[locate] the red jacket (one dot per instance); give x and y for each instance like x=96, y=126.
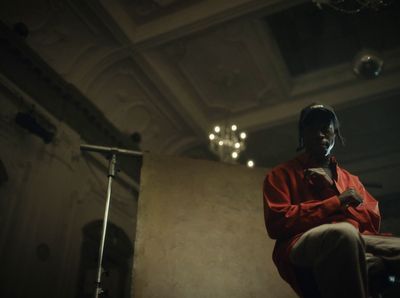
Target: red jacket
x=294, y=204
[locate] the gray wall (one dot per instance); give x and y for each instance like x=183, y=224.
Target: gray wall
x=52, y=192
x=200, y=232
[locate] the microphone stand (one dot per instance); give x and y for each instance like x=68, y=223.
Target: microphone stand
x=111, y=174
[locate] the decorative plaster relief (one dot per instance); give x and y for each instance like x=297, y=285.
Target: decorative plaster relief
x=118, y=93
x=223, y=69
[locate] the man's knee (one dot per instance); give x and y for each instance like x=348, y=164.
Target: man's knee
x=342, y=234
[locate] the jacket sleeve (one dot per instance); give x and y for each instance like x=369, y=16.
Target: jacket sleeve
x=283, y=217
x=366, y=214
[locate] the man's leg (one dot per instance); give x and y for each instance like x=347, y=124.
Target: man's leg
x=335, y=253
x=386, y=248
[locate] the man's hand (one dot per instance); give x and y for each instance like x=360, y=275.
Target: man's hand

--

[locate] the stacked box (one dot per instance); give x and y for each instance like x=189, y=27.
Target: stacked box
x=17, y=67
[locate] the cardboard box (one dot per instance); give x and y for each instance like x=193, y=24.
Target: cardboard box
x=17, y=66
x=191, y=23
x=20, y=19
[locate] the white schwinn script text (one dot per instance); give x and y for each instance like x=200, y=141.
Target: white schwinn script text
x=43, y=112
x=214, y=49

==

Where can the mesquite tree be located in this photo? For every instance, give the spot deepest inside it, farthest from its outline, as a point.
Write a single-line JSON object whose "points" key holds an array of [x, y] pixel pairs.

• [THE EXERCISE]: Render the part of the rows that opens with the line containing "[locate] the jacket" and closes with the line containing "Target: man's hand", both lines included, as a JSON list of strings with one string per line and blank lines omitted.

• [EXERCISE ANSWER]:
[
  "[locate] the jacket sleeve (one dot per instance); give x and y for each instance like x=369, y=16.",
  "Target: jacket sleeve",
  "x=283, y=217",
  "x=366, y=214",
  "[locate] the man's leg (one dot per instance); give x and y for each instance like x=347, y=124.",
  "Target: man's leg",
  "x=335, y=253",
  "x=386, y=248",
  "[locate] the man's hand (one dot per instance); give x and y for each instance like x=360, y=275.",
  "Target: man's hand"
]